- [What you need to do]:
1. In the passage on Flusser's "Vampyroteuthis Infernalis," why does he find it fitting to consider the human condition together with that of the vampire squid?
2. Quote everything in the passage on Flusser's "Vampyroteuthis Infernalis" from "Part scientific treatise, part" down to "in constrained conditions.".
3. Write what comes next in the passage on Flusser's "Vampyroteuthis Infernalis," picking up after its last sentence.

- [Document extract]:
——————

How far apart are humans from animals even the vampire squid from hell ? Playing the scientist/philosopher/provocateur, Vilem Flusser uses this question as a springboard to dive into a literal and a philosophical ocean. The abyss that separates us from the vampire squid (or vampire octopus, perhaps, since "Vampyroteuthis infernalis" inhabits its own phylogenetic order somewhere between the two) is incomparably smaller than that which separates us from extraterrestrial life, as imagined in science fiction and sought by astrobiologists, Flusser notes at the outset of the expedition.

Part scientific treatise, part spoof, part philosophical discourse, part fable, "Vampyroteuthis Infernalis" gives its author ample room to ruminate on human and nonhuman life. Considering the human condition along with the vampire squid/octopus condition seems appropriate because we are both products of an absurd coincidence . . . we are poorly programmed beings full of defects, Flusser writes. Among other things, we are both banished from much of life's domain: it into the abyss, we onto the surfaces of the continents. We have both lost our original home, the beach, and we both live in constrained conditions.

——————

- [Dataset records]:

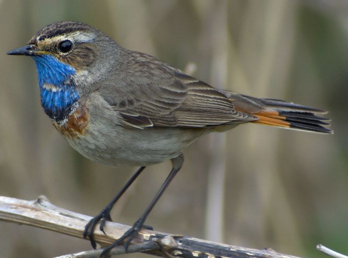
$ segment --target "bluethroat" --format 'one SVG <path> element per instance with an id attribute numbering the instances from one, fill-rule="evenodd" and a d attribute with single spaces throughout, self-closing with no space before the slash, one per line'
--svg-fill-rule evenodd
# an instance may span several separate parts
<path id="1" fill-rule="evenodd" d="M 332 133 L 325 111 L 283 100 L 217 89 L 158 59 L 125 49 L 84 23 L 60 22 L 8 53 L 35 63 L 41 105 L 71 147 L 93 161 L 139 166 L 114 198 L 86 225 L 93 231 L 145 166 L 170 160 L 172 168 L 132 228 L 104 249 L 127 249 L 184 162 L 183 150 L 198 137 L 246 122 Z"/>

——————

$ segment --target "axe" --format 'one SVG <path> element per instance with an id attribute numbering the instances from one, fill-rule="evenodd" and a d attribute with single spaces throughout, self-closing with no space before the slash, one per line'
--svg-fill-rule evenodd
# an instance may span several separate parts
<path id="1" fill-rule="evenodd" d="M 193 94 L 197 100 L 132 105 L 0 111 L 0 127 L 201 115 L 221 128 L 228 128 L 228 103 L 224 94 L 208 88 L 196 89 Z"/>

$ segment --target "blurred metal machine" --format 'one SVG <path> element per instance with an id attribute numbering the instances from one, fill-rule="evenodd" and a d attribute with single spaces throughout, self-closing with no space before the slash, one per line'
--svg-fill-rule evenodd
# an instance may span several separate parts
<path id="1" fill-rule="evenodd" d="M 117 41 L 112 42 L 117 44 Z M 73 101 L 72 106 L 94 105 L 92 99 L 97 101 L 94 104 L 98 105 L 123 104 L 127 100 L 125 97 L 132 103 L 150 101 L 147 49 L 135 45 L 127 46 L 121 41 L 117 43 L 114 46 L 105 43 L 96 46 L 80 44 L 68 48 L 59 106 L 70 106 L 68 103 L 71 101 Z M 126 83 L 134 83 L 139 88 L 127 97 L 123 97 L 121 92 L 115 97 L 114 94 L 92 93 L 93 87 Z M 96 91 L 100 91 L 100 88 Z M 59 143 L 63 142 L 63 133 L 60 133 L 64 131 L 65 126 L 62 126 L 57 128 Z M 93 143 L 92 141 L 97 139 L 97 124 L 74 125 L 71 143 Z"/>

——————

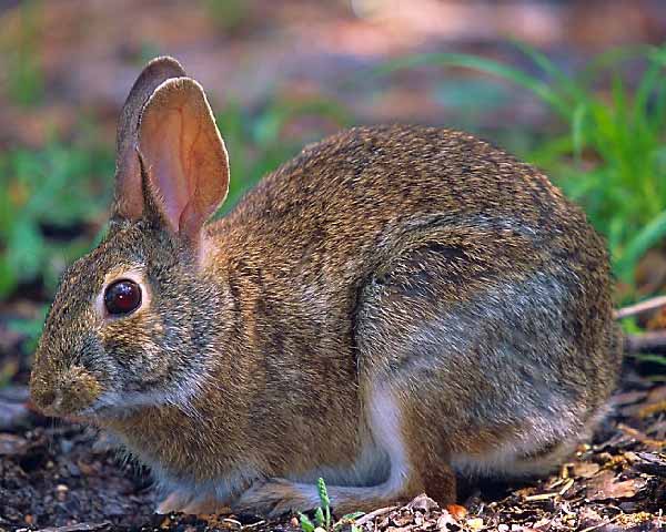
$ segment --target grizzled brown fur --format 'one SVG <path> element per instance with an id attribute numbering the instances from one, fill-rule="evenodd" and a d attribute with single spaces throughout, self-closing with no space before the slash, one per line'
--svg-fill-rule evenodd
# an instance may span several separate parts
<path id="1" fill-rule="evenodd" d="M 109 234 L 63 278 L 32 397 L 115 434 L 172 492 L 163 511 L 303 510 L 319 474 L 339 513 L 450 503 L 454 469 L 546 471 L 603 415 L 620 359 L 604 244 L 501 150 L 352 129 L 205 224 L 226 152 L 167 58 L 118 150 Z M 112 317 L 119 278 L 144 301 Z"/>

——————

- [Answers in order]:
1. Flusser writes that humans and the vampire squid are both products of an absurd coincidence and poorly programmed beings full of defects. Both are banished from much of life's domain, the squid into the abyss and humans onto the surfaces of the continents. Both have also lost their original home, the beach, and both live in constrained conditions.

2.
Part scientific treatise, part spoof, part philosophical discourse, part fable, "Vampyroteuthis Infernalis" gives its author ample room to ruminate on human and nonhuman life. Considering the human condition along with the vampire squid/octopus condition seems appropriate because we are both products of an absurd coincidence . . . we are poorly programmed beings full of defects, Flusser writes. Among other things, we are both banished from much of life's domain: it into the abyss, we onto the surfaces of the continents. We have both lost our original home, the beach, and we both live in constrained conditions.

3.
Thinking afresh about the life of an other as different from ourselves as the vampire squid/octopus complicates the linkages between animality and embodiment. Odd, and strangely compelling, "Vampyroteuthis Infernalis" offers up a unique posthumanist philosophical understanding of phenomenology and opens the way for a non-philosophy of life.




About the Author
Vilem Flusser was born in Prague in 1920. After emigrating to Brazil and then to France, he embarked on an influential career as a lecturer and writer on language, design, and communication. He died in 1991.